[Opening Study material section]

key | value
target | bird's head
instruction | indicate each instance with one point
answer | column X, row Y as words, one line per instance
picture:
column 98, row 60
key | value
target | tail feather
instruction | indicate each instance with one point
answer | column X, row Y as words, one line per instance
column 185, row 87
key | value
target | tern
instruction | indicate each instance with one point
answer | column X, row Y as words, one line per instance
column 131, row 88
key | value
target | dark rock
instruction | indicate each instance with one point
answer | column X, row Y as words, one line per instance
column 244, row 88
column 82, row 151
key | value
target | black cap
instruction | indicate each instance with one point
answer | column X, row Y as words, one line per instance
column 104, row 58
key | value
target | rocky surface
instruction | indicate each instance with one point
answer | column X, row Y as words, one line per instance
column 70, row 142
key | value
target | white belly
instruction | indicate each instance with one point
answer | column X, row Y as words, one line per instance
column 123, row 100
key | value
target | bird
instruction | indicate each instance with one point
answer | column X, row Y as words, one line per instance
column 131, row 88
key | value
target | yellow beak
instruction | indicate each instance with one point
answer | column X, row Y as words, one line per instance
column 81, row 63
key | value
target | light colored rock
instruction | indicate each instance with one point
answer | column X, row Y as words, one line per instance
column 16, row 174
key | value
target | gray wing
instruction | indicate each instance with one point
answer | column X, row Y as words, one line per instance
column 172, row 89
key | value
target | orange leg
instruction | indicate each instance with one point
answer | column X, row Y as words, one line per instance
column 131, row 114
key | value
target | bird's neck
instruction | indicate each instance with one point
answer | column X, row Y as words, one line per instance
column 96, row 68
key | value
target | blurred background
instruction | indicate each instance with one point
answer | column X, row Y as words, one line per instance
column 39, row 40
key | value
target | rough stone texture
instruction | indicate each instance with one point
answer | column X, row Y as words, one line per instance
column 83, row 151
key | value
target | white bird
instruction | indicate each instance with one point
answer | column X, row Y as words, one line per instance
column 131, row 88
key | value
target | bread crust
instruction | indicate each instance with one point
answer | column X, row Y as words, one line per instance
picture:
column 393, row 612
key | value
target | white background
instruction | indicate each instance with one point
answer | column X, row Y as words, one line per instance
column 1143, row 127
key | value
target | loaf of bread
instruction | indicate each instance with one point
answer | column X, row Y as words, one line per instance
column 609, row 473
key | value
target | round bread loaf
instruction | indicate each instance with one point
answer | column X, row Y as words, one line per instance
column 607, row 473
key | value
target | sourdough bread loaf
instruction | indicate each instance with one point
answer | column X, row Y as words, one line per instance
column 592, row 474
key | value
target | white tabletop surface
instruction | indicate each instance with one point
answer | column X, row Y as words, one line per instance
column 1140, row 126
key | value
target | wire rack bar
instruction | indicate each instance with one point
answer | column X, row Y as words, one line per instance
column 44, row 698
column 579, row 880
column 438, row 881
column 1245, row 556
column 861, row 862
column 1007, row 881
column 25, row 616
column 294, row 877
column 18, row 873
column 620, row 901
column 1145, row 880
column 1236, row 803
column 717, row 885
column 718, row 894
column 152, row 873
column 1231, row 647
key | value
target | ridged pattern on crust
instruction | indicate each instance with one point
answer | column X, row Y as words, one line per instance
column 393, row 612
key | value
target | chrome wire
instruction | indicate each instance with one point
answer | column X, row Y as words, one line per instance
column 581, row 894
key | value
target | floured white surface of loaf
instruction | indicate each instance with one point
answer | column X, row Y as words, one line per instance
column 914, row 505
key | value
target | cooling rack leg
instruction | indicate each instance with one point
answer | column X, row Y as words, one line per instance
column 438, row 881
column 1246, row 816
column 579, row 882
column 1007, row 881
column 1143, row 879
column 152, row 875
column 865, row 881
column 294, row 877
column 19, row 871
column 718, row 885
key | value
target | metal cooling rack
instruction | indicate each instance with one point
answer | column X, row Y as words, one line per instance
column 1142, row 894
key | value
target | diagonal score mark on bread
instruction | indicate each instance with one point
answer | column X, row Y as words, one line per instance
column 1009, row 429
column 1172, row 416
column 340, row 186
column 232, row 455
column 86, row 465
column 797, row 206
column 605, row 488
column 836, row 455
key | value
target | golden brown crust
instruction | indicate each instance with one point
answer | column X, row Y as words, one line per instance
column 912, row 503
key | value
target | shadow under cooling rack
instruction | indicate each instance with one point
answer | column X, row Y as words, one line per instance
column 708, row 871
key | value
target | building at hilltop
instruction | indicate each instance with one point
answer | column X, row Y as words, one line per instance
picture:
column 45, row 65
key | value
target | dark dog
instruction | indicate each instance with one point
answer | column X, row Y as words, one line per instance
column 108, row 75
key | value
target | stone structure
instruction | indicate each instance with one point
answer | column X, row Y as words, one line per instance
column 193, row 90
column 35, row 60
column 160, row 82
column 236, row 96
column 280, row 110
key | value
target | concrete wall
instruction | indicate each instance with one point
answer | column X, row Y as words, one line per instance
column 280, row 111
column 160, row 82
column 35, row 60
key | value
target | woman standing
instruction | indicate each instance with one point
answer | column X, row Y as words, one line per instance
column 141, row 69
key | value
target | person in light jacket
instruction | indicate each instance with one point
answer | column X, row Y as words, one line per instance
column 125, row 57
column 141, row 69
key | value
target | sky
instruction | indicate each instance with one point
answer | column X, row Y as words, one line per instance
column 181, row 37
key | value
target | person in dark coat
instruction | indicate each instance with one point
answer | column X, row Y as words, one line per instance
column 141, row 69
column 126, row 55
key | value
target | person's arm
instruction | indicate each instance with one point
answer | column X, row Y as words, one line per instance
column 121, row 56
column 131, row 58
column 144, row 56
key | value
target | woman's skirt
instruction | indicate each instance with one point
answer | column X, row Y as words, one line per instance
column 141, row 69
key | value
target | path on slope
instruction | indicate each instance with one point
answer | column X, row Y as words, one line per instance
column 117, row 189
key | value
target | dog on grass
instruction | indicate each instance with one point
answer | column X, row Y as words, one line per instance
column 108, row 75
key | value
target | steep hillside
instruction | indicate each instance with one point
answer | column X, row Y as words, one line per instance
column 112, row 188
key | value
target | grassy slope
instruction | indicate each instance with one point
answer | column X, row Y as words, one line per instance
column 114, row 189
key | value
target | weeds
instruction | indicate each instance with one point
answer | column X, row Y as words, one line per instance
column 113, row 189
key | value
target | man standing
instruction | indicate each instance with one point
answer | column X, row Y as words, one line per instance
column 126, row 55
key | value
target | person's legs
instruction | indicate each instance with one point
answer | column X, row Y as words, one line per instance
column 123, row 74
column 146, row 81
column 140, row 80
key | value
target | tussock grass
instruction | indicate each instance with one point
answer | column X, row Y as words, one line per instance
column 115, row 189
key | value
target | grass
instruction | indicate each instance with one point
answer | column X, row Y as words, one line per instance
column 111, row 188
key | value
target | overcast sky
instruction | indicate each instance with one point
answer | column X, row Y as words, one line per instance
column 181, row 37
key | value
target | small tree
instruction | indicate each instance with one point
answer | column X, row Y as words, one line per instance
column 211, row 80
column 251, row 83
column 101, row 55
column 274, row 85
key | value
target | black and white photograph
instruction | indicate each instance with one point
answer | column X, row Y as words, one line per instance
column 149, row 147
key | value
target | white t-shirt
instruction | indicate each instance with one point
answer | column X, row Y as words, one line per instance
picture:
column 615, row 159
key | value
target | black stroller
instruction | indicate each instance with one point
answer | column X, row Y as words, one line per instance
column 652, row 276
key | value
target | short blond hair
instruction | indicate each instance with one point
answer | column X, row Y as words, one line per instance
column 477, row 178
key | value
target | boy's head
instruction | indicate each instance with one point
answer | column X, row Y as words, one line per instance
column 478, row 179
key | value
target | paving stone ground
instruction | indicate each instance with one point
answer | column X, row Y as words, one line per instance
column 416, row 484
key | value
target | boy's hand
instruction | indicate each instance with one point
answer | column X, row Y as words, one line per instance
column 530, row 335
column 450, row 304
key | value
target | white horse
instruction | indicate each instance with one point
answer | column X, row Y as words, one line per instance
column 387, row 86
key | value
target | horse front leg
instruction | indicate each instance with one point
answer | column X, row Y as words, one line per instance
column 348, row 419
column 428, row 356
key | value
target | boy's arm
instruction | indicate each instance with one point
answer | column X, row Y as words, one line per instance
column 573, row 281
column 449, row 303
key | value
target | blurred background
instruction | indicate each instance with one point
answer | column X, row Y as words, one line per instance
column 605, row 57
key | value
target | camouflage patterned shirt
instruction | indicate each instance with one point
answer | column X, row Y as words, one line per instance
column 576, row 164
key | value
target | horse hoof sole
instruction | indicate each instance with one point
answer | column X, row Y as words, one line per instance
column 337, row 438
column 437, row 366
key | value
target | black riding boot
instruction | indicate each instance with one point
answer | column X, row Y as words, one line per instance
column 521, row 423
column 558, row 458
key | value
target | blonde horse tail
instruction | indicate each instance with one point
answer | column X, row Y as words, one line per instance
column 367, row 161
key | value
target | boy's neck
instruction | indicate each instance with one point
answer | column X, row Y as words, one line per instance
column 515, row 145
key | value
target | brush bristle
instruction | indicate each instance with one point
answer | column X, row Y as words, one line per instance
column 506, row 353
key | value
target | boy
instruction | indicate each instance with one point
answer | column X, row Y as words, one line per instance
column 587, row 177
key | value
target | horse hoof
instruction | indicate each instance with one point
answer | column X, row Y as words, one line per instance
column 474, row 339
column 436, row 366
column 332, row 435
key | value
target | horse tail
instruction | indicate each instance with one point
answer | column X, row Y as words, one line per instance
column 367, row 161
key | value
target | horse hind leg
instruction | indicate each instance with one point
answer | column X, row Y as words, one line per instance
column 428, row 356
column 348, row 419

[Closing Study material section]

_Brief_
Copy exactly the stretch of data above from the line with "target | diagonal score mark on bread" through the line with "target | woman's skirt", and omit all other lines.

_Finished exercise_
target | diagonal score mark on bread
instruction | indicate each instance with one point
answer | column X, row Y as words, one line per instance
column 1009, row 429
column 1172, row 416
column 340, row 186
column 232, row 455
column 86, row 465
column 797, row 206
column 605, row 488
column 836, row 455
key | value
target | golden brown crust
instruction | indicate each instance with one point
answer | column X, row Y as words, one line per instance
column 912, row 503
key | value
target | shadow under cooling rack
instruction | indicate each instance with one point
answer | column X, row Y as words, one line per instance
column 708, row 871
key | value
target | building at hilltop
instruction | indicate each instance with one point
answer | column X, row Y as words, one line per instance
picture:
column 45, row 65
key | value
target | dark dog
instruction | indicate each instance with one point
answer | column X, row Y as words, one line per instance
column 108, row 75
key | value
target | stone structure
instruction | indicate each instance with one point
answer | column X, row Y as words, one line per instance
column 193, row 90
column 35, row 60
column 160, row 82
column 236, row 96
column 280, row 110
key | value
target | concrete wall
instruction | indicate each instance with one point
answer | column X, row Y as words, one line per instance
column 280, row 111
column 160, row 82
column 35, row 60
key | value
target | woman standing
instruction | indicate each instance with one point
answer | column X, row Y as words, one line per instance
column 141, row 69
key | value
target | person in light jacket
instruction | indicate each instance with one point
answer | column X, row Y as words, one line per instance
column 125, row 57
column 141, row 69
key | value
target | sky
instruction | indicate each instance with one point
answer | column X, row Y as words, one line per instance
column 181, row 37
key | value
target | person in dark coat
instruction | indicate each instance with one point
answer | column X, row Y as words, one line per instance
column 141, row 69
column 126, row 55
key | value
target | person's arm
instruction | indicate each instance with one point
answer | column X, row Y as words, one line per instance
column 121, row 56
column 131, row 58
column 144, row 56
key | value
target | woman's skirt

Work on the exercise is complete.